## Stored dataset items
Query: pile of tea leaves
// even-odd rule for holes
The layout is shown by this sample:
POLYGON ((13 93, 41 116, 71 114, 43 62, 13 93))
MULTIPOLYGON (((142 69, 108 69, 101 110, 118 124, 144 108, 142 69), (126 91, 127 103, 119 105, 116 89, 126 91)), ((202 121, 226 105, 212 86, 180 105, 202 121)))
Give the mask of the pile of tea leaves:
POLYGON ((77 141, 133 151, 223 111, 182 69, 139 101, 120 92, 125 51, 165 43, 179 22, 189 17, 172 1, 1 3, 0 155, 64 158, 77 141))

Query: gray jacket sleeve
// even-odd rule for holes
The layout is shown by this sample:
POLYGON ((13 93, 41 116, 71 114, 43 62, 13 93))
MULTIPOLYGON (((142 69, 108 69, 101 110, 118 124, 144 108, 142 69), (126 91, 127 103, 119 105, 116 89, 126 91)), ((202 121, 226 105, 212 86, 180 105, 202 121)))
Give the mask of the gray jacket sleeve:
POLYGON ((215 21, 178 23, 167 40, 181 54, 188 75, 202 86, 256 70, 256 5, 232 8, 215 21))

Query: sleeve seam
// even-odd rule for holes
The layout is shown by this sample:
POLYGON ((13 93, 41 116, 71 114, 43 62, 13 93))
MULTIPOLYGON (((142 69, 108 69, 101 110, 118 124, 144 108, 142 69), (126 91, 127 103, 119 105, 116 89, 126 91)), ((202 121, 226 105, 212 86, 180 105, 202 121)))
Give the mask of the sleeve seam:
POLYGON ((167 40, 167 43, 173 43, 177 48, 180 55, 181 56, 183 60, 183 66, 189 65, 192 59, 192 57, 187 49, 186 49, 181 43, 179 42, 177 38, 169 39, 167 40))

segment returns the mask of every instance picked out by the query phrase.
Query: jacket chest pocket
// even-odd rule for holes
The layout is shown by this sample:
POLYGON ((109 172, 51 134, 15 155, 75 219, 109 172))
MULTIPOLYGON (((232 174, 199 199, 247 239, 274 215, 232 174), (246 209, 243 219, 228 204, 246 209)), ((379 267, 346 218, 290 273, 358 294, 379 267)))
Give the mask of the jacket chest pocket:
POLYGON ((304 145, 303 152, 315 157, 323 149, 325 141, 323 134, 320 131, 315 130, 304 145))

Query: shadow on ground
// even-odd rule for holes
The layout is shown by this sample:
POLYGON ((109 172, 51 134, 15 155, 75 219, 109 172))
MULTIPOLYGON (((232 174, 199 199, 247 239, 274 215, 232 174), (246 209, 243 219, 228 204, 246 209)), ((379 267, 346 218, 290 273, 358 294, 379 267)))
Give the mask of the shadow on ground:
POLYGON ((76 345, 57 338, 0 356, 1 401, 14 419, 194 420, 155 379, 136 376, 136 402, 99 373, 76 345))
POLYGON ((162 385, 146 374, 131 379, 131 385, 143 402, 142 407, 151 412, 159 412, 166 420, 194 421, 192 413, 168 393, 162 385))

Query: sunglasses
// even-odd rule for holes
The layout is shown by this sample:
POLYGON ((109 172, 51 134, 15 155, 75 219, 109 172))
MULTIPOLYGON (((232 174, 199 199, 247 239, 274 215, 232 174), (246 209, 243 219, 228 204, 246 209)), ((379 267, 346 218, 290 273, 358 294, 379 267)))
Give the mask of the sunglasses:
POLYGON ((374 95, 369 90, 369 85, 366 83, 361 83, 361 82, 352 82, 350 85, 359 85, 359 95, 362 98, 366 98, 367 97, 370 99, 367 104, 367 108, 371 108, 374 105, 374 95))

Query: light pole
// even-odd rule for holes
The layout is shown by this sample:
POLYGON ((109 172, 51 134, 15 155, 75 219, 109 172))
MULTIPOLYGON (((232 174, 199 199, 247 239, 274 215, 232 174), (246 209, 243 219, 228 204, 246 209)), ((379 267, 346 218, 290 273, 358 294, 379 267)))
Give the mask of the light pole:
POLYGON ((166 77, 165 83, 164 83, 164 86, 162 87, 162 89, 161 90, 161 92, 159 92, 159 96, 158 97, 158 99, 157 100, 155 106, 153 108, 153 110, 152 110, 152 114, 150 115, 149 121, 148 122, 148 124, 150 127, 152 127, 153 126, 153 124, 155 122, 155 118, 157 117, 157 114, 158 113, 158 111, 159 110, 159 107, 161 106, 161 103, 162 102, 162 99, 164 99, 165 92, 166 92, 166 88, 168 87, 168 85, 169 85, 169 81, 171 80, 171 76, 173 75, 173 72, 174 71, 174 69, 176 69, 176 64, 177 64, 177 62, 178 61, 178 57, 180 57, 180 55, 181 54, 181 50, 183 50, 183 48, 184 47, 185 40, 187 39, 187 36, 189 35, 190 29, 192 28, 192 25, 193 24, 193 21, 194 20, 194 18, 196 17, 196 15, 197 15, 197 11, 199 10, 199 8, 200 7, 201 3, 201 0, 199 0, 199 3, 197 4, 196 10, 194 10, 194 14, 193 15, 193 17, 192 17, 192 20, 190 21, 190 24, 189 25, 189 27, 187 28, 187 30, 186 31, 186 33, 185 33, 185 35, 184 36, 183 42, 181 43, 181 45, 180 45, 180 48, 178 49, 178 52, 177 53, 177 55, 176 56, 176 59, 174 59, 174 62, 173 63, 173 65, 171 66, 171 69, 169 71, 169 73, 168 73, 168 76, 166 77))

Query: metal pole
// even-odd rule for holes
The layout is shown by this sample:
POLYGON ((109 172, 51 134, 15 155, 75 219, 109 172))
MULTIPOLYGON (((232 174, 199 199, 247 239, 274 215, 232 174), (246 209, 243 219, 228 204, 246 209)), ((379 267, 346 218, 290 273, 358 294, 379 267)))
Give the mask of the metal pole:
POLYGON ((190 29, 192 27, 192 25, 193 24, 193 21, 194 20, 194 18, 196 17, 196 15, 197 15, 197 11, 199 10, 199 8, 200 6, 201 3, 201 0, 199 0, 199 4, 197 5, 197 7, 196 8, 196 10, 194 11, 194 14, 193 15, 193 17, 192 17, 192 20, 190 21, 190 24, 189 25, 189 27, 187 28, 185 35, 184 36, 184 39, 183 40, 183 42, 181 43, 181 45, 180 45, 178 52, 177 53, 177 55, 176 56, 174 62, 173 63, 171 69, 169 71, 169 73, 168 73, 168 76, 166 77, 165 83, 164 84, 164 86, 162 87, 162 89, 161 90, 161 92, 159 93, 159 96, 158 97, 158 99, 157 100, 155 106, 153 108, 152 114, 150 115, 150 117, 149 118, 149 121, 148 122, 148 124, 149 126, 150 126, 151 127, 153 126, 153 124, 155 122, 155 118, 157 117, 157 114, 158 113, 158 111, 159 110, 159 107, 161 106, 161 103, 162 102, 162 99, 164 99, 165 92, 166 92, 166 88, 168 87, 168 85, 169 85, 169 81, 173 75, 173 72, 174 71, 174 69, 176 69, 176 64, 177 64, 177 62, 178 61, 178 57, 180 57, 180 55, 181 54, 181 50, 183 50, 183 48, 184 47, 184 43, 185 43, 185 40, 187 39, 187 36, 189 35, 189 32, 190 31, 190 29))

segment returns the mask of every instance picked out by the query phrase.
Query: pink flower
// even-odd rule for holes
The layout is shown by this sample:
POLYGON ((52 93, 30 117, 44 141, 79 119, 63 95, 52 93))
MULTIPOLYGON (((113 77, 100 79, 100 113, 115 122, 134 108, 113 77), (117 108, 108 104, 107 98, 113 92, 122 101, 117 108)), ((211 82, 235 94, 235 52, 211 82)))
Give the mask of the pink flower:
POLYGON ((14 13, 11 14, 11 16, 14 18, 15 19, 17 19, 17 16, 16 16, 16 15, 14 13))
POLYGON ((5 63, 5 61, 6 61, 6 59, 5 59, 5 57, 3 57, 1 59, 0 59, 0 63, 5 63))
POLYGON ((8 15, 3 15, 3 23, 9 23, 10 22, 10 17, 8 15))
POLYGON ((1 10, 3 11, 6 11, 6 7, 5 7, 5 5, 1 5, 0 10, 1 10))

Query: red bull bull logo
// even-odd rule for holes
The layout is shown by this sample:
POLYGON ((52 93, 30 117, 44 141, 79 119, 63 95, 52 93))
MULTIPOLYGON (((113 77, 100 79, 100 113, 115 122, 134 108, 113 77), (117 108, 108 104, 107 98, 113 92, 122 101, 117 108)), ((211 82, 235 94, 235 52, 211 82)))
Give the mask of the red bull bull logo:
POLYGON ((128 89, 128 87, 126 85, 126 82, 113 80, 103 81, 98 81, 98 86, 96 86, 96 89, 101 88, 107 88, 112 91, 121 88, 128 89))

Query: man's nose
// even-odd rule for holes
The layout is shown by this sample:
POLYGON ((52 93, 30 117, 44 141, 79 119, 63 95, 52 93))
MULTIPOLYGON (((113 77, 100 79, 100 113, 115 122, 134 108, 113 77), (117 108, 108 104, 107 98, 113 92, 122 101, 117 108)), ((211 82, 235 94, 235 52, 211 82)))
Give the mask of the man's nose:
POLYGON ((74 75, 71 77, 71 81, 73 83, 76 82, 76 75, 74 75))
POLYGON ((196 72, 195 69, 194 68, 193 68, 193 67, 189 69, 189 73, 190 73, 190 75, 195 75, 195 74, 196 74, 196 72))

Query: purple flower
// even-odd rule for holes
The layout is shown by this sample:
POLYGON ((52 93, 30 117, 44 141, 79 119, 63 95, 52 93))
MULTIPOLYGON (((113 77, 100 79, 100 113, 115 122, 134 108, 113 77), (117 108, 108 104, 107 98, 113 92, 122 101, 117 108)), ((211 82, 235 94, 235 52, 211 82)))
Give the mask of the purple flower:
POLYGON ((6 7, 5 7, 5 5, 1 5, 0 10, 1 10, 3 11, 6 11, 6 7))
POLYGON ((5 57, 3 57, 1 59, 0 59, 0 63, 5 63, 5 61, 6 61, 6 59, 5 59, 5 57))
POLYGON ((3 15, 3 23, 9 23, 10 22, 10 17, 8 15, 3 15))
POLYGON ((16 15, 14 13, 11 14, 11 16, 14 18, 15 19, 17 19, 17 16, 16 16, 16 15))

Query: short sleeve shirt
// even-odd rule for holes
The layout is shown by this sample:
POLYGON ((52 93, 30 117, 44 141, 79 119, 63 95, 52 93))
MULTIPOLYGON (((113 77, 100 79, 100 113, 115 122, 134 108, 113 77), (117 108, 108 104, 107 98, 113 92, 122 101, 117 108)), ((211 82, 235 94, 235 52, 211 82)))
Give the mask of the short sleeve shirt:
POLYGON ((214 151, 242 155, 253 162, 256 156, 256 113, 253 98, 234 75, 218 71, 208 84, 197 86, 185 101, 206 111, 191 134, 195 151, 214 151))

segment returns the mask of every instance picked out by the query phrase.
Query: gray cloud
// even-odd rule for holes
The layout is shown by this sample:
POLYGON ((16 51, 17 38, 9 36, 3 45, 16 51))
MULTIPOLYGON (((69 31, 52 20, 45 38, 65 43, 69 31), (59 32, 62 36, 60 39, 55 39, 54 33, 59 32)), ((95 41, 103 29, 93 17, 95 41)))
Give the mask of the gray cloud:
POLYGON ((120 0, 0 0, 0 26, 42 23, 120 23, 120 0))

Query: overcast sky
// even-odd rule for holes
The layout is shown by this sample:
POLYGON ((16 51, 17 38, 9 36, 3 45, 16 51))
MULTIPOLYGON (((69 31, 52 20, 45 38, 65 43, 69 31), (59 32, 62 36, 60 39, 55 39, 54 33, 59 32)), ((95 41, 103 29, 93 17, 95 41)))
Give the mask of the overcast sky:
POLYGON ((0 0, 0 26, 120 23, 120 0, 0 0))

## Your instructions
Write out, word for word, the stretch of the records from the very beginning through the line that contains "POLYGON ((77 141, 133", including that line.

## Exercise response
Query: pile of tea leaves
// even-odd rule for holes
The layout is shown by this sample:
POLYGON ((13 93, 41 116, 71 114, 43 62, 13 93))
MULTIPOLYGON (((142 69, 108 69, 101 110, 118 124, 144 108, 142 69), (126 91, 127 103, 119 105, 116 89, 126 91)), ((202 121, 226 105, 212 86, 180 105, 202 121)))
Give the mask of the pile of tea leaves:
POLYGON ((77 141, 133 151, 223 111, 182 69, 139 101, 120 92, 125 51, 165 43, 179 22, 189 17, 172 1, 1 3, 0 155, 64 158, 77 141))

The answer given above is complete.